▶ **TASK INPUTS**
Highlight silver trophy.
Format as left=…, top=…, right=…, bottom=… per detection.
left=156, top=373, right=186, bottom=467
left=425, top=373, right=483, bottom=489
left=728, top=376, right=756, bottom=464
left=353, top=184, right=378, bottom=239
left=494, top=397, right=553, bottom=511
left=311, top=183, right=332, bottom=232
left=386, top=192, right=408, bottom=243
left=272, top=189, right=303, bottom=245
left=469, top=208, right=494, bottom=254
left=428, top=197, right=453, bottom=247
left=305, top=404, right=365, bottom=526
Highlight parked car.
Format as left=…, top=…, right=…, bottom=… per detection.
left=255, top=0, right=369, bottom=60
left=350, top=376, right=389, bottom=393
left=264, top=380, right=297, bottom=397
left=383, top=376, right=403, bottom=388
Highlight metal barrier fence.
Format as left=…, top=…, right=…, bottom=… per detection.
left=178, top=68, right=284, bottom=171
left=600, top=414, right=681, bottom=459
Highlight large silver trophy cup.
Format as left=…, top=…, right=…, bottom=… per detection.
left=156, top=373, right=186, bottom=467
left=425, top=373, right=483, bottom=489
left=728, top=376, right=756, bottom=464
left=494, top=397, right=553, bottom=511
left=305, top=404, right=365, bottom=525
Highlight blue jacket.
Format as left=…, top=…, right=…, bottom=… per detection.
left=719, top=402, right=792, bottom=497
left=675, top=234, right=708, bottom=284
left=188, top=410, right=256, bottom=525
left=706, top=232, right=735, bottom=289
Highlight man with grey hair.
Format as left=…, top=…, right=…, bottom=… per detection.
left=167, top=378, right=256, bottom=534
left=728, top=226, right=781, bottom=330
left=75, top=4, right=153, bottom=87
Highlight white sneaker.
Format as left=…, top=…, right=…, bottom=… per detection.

▶ **EXERCISE REQUIREMENTS**
Copy the records from their first line through the line containing "left=305, top=404, right=365, bottom=526", swapping "silver trophy" for "gold trophy" and keeping everything else the same.

▶ **REPLY**
Highlight gold trophy.
Format as left=…, top=…, right=…, bottom=… per detection.
left=156, top=373, right=186, bottom=467
left=425, top=373, right=483, bottom=489
left=728, top=376, right=756, bottom=464
left=353, top=184, right=378, bottom=239
left=494, top=397, right=553, bottom=511
left=311, top=183, right=332, bottom=232
left=386, top=192, right=408, bottom=243
left=272, top=189, right=303, bottom=245
left=469, top=208, right=494, bottom=254
left=428, top=197, right=453, bottom=247
left=305, top=404, right=365, bottom=526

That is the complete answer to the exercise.